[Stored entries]
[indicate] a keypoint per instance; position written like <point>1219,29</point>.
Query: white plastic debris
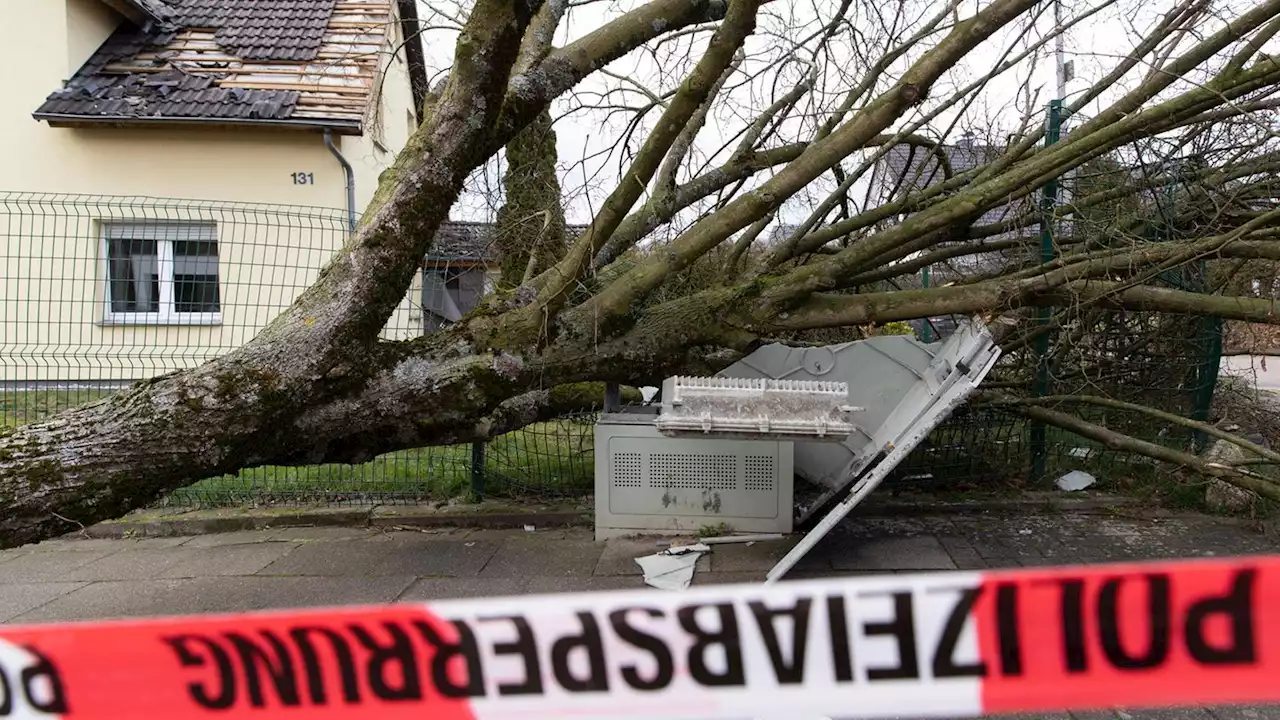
<point>748,540</point>
<point>1075,481</point>
<point>672,569</point>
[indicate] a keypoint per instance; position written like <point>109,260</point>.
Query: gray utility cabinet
<point>648,483</point>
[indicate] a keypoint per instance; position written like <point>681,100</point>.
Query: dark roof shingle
<point>237,60</point>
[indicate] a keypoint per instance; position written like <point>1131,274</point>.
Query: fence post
<point>478,470</point>
<point>1048,203</point>
<point>927,335</point>
<point>1211,361</point>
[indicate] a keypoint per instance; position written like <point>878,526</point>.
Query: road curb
<point>159,523</point>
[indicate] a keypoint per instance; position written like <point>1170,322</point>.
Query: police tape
<point>931,645</point>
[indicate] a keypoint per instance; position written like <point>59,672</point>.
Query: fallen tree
<point>842,91</point>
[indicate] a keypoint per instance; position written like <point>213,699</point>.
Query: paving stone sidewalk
<point>80,579</point>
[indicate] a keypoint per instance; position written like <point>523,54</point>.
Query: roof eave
<point>62,119</point>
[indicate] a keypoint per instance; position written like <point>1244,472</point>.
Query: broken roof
<point>310,63</point>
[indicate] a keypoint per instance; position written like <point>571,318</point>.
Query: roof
<point>310,63</point>
<point>472,242</point>
<point>905,168</point>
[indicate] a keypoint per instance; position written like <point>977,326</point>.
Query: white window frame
<point>164,232</point>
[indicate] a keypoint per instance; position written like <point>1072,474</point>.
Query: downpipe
<point>351,178</point>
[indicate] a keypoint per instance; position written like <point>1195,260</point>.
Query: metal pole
<point>1060,50</point>
<point>478,472</point>
<point>927,336</point>
<point>1048,201</point>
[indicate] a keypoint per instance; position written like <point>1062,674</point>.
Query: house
<point>462,268</point>
<point>177,171</point>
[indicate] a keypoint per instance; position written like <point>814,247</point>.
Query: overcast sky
<point>590,139</point>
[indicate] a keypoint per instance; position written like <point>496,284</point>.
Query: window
<point>161,273</point>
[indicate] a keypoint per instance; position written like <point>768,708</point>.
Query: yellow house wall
<point>51,272</point>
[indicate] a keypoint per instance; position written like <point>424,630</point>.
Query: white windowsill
<point>149,319</point>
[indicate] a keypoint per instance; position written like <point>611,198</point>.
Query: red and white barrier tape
<point>931,645</point>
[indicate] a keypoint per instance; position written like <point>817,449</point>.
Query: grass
<point>548,459</point>
<point>28,406</point>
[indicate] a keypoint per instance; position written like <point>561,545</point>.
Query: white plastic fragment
<point>748,540</point>
<point>672,569</point>
<point>1075,481</point>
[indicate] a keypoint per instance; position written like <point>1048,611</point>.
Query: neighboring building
<point>248,112</point>
<point>908,168</point>
<point>462,268</point>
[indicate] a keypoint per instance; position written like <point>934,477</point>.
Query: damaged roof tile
<point>238,60</point>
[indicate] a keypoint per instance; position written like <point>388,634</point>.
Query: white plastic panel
<point>650,483</point>
<point>750,408</point>
<point>891,378</point>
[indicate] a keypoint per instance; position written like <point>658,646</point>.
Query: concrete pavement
<point>78,579</point>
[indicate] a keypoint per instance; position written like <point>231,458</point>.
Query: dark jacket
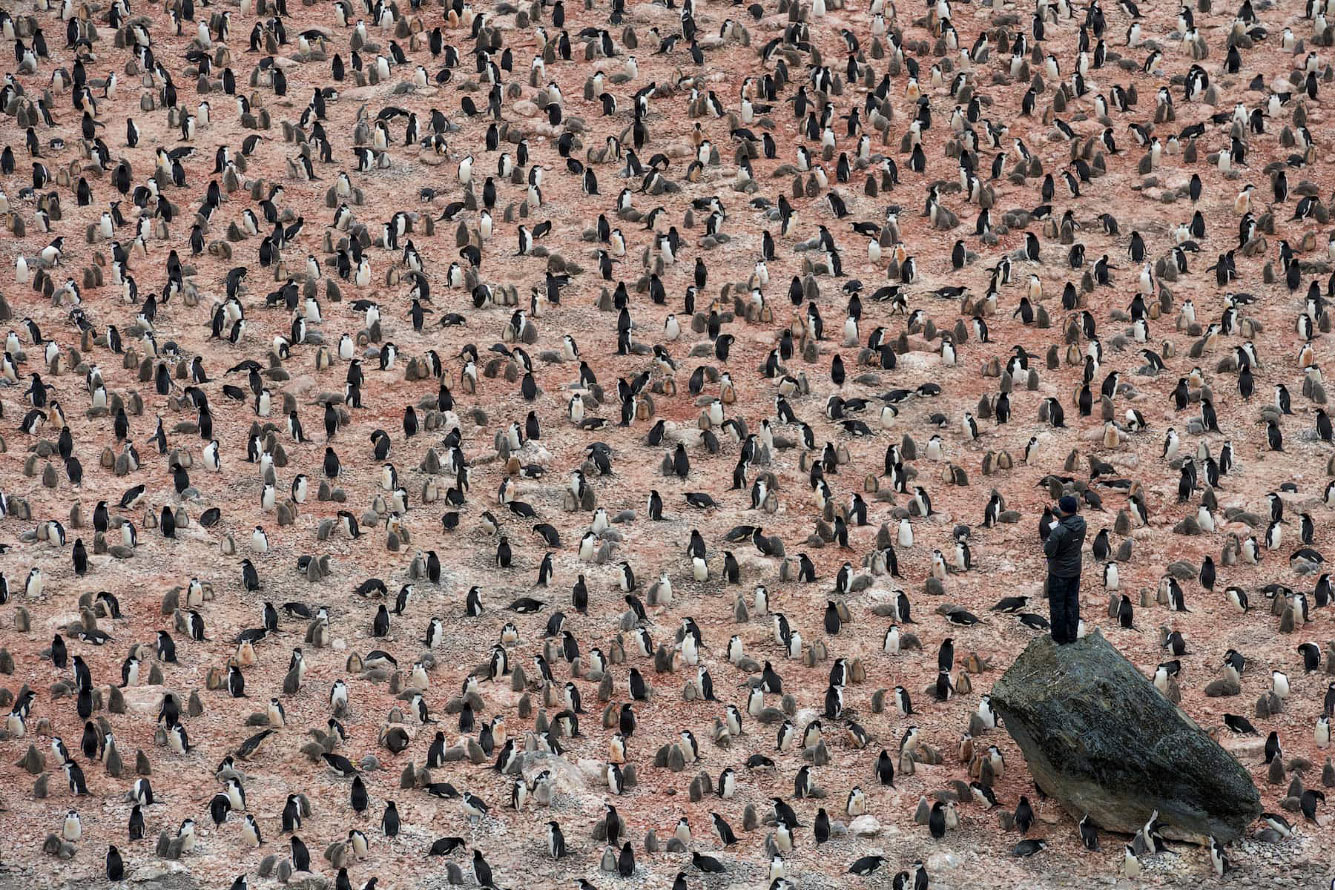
<point>1063,547</point>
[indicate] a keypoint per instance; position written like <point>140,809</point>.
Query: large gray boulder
<point>1100,738</point>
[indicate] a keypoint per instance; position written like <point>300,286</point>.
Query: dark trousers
<point>1064,607</point>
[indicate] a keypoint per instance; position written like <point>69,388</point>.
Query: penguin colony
<point>608,445</point>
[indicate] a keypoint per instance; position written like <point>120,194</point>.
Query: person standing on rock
<point>1064,551</point>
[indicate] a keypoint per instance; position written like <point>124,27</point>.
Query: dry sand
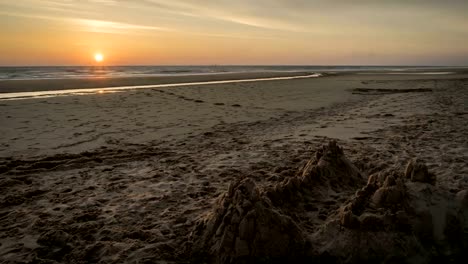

• [Directions for this task]
Taking the entries above, copy word for word the lines from the one with "written like <point>1048,611</point>." up to and including the one with "written like <point>69,388</point>.", without any picture.

• [Answer to this exercise]
[indicate] a keypoint per instance; position written like <point>1048,611</point>.
Query: neighboring building
<point>248,112</point>
<point>908,168</point>
<point>462,268</point>
[indicate] a keypoint per instance; position written like <point>934,477</point>.
Query: damaged roof tile
<point>238,60</point>
[indicate] a keypoint per instance; position written like <point>388,634</point>.
Query: white plastic panel
<point>650,483</point>
<point>750,408</point>
<point>891,378</point>
[indicate] a keypoint per instance; position written like <point>658,646</point>.
Query: concrete pavement
<point>78,579</point>
[indicate] a keypoint per instance; position written like <point>231,458</point>.
Query: dark jacket
<point>1063,547</point>
[indicate] a keypoint per instance; position written like <point>140,809</point>.
Query: large gray boulder
<point>1100,738</point>
[indicate] a keypoint per instance; position written like <point>300,286</point>.
Query: dark trousers
<point>1064,607</point>
[indicate] a keypoint per instance; position written like <point>69,388</point>.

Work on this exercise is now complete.